**TEXT TO READ:**
One of the Cringe Humor DJs is having a contest to win a date with her. Contestants both male and female must write an essay explaining why they feel they should win. I was going to enter for shits and giggles (Maria is cute, smart and fun) but apparently "Cringe Humor employees" are prohibited from entering. Okay, when did we start getting paid and no one informed me. The winner will be treated to dinner and a Cringe Humor comedy show, I think. Anyway, I'm having fun imagining what my friends' essays would look like:
Kaan - "I would like to win the date because Maria looks light and easily maneuverable."
Steve - "I would like to win the date, though I feel compelled to warn you about my tendency to take embarrassing pictures, which my friends later exploit in viciously public manners."
Dean - "I would like to win the date, but first I'll have to see a picture of your feet please."
Tony - "I would like to win the date, but since I'm 6-4 the camera recording the date for posterity may only capture your head and my torso."
Mike J - "I would like to win the date because I'm Jewish and it's free."
Okay yeah I couldn't resist the last one, but everyone knows that people who have funded one (or 938) of my marathon SoCo and lime/tequila sessions is far from thrifty. I was going to put "I would like to win the date because I'm Jewish and I'd like to occupy her land" but I don't know Maria well enough yet to make those foul ass jokes.

**DATA LINES:**
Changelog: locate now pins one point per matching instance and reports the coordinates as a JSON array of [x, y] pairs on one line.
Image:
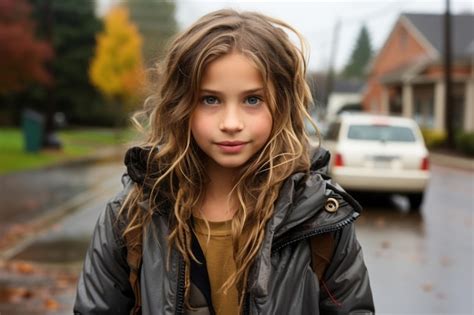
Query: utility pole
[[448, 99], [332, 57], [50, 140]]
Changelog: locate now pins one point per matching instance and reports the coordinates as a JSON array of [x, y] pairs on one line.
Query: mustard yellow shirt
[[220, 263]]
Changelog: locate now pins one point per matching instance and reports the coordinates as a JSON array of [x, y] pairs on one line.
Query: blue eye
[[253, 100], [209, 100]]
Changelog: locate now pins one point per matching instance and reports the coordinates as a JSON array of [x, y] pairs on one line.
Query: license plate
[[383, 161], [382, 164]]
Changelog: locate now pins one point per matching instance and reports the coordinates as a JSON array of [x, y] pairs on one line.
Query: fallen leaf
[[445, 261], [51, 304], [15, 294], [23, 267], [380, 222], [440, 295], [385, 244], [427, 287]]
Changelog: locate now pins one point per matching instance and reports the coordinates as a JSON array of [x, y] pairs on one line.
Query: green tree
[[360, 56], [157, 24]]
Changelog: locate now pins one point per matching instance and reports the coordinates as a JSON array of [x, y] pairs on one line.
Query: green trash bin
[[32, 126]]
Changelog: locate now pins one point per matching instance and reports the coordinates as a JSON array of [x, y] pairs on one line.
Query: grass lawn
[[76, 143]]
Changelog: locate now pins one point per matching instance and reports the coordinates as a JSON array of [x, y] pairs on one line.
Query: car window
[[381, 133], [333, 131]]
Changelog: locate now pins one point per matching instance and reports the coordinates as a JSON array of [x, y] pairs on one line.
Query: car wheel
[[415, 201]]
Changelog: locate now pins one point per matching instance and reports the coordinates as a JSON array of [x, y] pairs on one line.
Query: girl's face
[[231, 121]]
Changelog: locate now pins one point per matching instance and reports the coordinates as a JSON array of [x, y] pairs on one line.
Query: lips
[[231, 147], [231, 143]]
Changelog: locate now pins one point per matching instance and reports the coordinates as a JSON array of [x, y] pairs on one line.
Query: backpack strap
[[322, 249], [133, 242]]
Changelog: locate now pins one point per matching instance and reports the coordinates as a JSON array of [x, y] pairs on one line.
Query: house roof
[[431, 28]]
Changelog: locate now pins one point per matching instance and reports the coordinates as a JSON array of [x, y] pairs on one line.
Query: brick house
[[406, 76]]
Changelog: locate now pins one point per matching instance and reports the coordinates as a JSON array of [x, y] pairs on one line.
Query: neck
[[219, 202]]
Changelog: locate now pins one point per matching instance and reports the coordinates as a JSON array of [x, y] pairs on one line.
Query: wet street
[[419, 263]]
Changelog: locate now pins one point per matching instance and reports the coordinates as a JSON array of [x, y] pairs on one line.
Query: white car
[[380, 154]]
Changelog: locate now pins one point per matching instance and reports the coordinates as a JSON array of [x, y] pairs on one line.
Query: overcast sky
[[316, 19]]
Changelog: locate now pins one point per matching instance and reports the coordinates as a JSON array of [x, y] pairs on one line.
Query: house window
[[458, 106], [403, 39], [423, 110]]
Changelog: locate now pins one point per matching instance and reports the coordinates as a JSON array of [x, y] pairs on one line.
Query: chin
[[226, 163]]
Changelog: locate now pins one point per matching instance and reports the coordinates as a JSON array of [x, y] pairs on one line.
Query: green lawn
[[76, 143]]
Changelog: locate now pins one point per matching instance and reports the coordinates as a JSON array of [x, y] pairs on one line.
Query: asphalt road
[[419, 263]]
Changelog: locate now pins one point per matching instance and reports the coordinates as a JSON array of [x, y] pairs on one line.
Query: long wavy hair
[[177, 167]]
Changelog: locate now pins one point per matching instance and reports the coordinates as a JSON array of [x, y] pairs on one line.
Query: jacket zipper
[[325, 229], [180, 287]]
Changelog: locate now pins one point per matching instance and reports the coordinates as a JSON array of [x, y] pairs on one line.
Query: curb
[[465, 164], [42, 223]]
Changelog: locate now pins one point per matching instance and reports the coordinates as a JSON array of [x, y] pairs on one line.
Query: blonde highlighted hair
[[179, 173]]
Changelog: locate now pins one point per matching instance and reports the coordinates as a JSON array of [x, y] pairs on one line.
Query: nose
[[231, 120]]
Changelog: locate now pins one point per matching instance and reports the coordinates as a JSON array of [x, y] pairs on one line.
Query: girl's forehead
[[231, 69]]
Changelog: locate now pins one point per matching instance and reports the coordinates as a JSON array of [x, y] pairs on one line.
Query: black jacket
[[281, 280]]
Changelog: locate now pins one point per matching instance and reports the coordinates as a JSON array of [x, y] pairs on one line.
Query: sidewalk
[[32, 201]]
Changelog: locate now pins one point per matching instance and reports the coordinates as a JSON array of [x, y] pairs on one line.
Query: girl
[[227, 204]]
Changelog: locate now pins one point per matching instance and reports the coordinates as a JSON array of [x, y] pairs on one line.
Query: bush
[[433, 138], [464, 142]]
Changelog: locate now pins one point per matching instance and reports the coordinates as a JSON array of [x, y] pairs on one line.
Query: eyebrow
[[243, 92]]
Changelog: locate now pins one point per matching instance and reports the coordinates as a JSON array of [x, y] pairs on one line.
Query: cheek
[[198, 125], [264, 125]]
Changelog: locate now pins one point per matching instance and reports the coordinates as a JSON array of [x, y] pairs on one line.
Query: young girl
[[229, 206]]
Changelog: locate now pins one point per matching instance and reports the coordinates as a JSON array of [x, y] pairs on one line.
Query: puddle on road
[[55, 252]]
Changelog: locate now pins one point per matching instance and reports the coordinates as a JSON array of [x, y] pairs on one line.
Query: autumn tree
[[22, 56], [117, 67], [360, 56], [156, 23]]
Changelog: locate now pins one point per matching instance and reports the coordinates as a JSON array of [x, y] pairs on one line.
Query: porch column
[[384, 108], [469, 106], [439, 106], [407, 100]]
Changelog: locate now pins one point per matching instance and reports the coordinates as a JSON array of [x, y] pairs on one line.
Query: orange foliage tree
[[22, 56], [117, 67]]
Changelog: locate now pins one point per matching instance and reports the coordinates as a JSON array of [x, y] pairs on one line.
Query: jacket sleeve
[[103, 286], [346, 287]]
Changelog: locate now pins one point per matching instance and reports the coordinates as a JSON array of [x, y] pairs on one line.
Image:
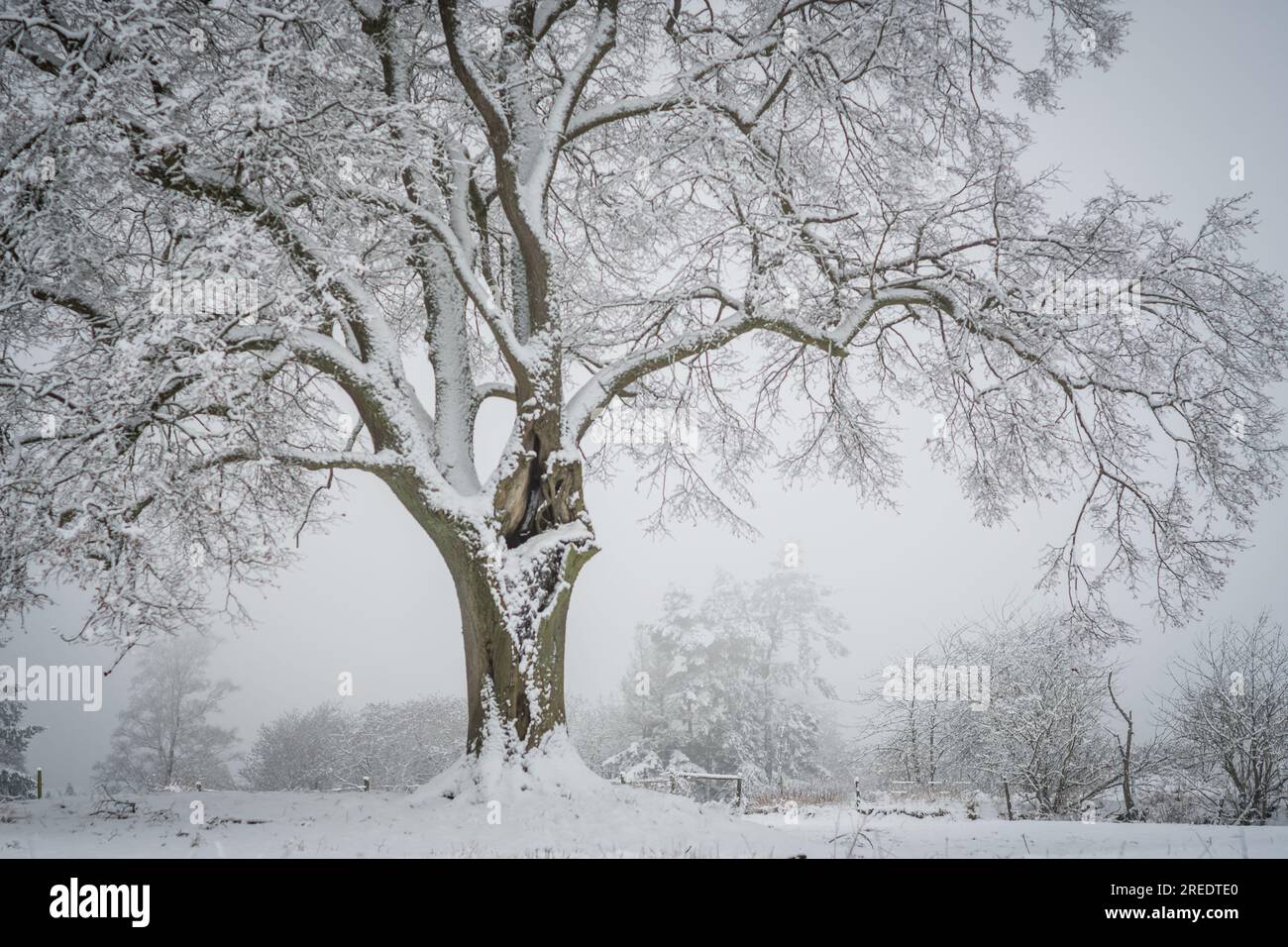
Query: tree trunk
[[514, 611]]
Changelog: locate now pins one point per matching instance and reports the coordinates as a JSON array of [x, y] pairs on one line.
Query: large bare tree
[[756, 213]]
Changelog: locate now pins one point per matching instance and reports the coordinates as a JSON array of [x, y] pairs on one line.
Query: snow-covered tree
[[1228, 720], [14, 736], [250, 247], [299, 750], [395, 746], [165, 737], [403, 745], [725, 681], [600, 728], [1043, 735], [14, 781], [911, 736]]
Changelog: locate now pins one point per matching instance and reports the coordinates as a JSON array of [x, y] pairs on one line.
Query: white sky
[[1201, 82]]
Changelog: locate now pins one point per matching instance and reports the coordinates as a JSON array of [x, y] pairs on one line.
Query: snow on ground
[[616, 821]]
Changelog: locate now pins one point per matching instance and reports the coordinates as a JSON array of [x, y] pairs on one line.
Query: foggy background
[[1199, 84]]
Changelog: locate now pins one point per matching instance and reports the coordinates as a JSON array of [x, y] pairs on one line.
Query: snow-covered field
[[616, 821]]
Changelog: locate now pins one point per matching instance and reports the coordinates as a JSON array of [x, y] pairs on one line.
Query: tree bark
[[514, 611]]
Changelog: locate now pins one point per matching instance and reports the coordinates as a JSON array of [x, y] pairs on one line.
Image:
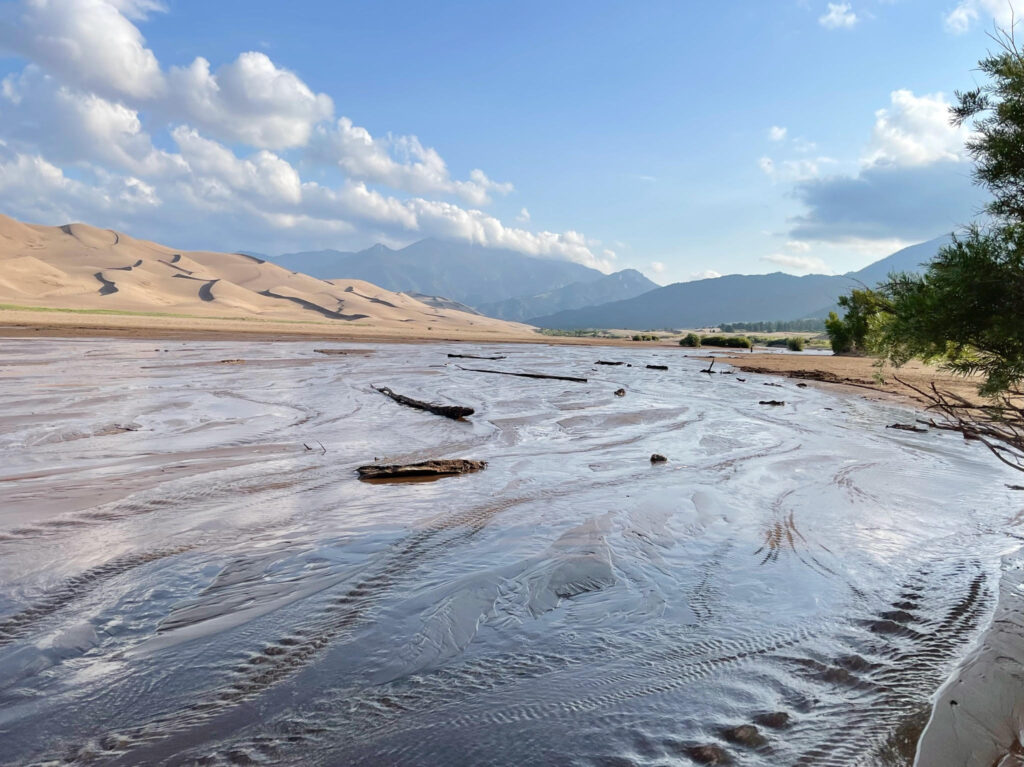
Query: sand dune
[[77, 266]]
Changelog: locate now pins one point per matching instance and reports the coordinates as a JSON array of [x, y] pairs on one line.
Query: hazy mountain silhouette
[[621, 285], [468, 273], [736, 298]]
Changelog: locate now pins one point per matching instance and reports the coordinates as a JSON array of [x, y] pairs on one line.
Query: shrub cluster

**REQUIRED WORK:**
A: In the contest post, reproduce the passage from "Okay yeah I" to "foul ass jokes.".
B: Answer these questions using the contest post.
(i) According to the post, what will the winner be treated to?
(ii) Who is prohibited from entering the contest?
(iii) What height does Tony's imagined essay give for him?

**WRITTEN ANSWERS:**
A:
Okay yeah I couldn't resist the last one, but everyone knows that people who have funded one (or 938) of my marathon SoCo and lime/tequila sessions is far from thrifty. I was going to put "I would like to win the date because I'm Jewish and I'd like to occupy her land" but I don't know Maria well enough yet to make those foul ass jokes.

B:
(i) Dinner and a Cringe Humor comedy show.
(ii) Cringe Humor employees.
(iii) 6-4.